● Requirement
Rewrite the lines below, changing every "Please indicate" to "Locate" and leaving everything else unchanged.

+++

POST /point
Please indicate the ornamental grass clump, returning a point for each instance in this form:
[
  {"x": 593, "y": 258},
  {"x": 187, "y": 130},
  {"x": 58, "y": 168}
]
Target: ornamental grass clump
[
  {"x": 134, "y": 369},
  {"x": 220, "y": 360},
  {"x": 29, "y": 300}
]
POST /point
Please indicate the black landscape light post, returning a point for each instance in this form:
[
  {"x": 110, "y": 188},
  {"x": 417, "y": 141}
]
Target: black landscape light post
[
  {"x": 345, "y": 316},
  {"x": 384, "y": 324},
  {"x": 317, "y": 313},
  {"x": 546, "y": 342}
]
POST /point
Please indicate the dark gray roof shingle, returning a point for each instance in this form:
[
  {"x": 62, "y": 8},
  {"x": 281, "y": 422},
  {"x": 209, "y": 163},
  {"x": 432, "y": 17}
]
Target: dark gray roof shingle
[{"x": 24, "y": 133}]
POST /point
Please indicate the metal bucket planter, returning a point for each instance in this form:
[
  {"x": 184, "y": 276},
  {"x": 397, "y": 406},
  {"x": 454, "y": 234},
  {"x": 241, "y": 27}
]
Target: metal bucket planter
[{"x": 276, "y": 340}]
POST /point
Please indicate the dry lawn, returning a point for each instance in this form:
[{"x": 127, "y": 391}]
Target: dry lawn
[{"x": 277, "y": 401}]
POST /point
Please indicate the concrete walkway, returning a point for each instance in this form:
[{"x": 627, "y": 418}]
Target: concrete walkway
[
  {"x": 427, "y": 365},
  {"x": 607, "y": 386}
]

+++

● Result of the exercise
POST /point
Locate the ornamental grass clump, returning a point for each instance in this form:
[
  {"x": 593, "y": 258},
  {"x": 187, "y": 130},
  {"x": 58, "y": 168}
]
Target: ornamental grass clump
[
  {"x": 134, "y": 369},
  {"x": 220, "y": 360},
  {"x": 29, "y": 300}
]
POST /point
Locate the black landscape light post, returning a point for each instance in this form:
[
  {"x": 110, "y": 188},
  {"x": 417, "y": 141}
]
Target: black landscape light post
[
  {"x": 345, "y": 316},
  {"x": 384, "y": 324},
  {"x": 317, "y": 313},
  {"x": 546, "y": 342}
]
POST /point
Locate the dark gray roof shingle, returning a point for each instance in this form:
[
  {"x": 62, "y": 8},
  {"x": 281, "y": 422},
  {"x": 209, "y": 163},
  {"x": 432, "y": 17}
]
Target: dark gray roof shingle
[{"x": 24, "y": 133}]
POST /point
Locate the metal bucket planter, returning a point for each instance in this form:
[
  {"x": 184, "y": 276},
  {"x": 397, "y": 406},
  {"x": 454, "y": 234},
  {"x": 241, "y": 27}
]
Target: metal bucket planter
[{"x": 276, "y": 340}]
POST /point
Locate the dry lawn, returning a point for each instance in this form:
[{"x": 127, "y": 391}]
Target: dry lawn
[{"x": 277, "y": 401}]
POST /point
Locate the concrete walkway, returning a point for each instance in this form:
[{"x": 627, "y": 418}]
Target: concrete walkway
[
  {"x": 427, "y": 365},
  {"x": 607, "y": 386}
]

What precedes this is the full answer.